[BEGIN Passage]

UNITED STATES
SECURITIES AND EXCHANGE COMMISSION
Washington, DC 20549
FORM 8-K
CURRENT REPORT
Pursuant to Section 13 or 15(d) of the
Securities Exchange Act of 1934
Date of report (Date of earliest event reported) December 17, 2004
Dominion Resources, Inc.
(Exact Name of Registrant as Specified in Its Charter)
Virginia | 1-8489 | 54-1229715 | ||
(State or other jurisdiction of incorporation) |
(Commission File Number) | (IRS Employer Identification No.) |
120 Tredegar Street Richmond, Virginia |
23219 | |
(Address of Principal Executive Offices) | (Zip Code) |
Registrants Telephone Number, Including Area Code (804) 819-2000
(Former Name or Former Address, if Changed Since Last Report)

[END Passage]
[BEGIN Information shown]

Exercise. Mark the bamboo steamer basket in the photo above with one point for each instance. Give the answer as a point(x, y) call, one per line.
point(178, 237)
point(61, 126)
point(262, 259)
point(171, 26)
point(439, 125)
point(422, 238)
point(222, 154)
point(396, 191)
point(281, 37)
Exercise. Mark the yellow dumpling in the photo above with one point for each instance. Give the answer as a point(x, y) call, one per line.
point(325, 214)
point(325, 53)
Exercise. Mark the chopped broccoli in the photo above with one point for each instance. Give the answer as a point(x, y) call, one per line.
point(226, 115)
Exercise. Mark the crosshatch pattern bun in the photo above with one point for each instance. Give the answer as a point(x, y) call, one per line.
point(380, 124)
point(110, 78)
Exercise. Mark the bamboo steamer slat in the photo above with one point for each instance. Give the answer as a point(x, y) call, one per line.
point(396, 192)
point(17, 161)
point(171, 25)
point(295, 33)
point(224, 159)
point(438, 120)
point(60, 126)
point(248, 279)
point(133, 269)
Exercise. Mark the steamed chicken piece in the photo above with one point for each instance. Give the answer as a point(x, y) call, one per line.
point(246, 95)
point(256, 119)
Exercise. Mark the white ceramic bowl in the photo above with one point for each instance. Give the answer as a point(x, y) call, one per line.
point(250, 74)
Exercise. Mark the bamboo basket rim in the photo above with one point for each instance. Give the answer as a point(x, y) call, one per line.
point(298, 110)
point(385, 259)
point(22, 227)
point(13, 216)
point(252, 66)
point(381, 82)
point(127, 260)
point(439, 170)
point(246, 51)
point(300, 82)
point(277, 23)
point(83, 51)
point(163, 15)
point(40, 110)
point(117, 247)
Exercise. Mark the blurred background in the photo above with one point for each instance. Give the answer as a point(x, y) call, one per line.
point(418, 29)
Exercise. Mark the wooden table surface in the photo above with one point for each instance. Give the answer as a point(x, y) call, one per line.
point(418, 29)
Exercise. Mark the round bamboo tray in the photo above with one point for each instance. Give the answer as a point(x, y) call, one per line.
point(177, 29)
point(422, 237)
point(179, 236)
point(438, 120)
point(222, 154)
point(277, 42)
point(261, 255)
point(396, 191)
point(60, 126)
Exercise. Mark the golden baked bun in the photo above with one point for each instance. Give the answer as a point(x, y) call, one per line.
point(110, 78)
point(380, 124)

[END Information shown]

### Work required
According to the Form 8-K filing, in what state is Dominion Resources, Inc. incorporated?

### Output for this task
Virginia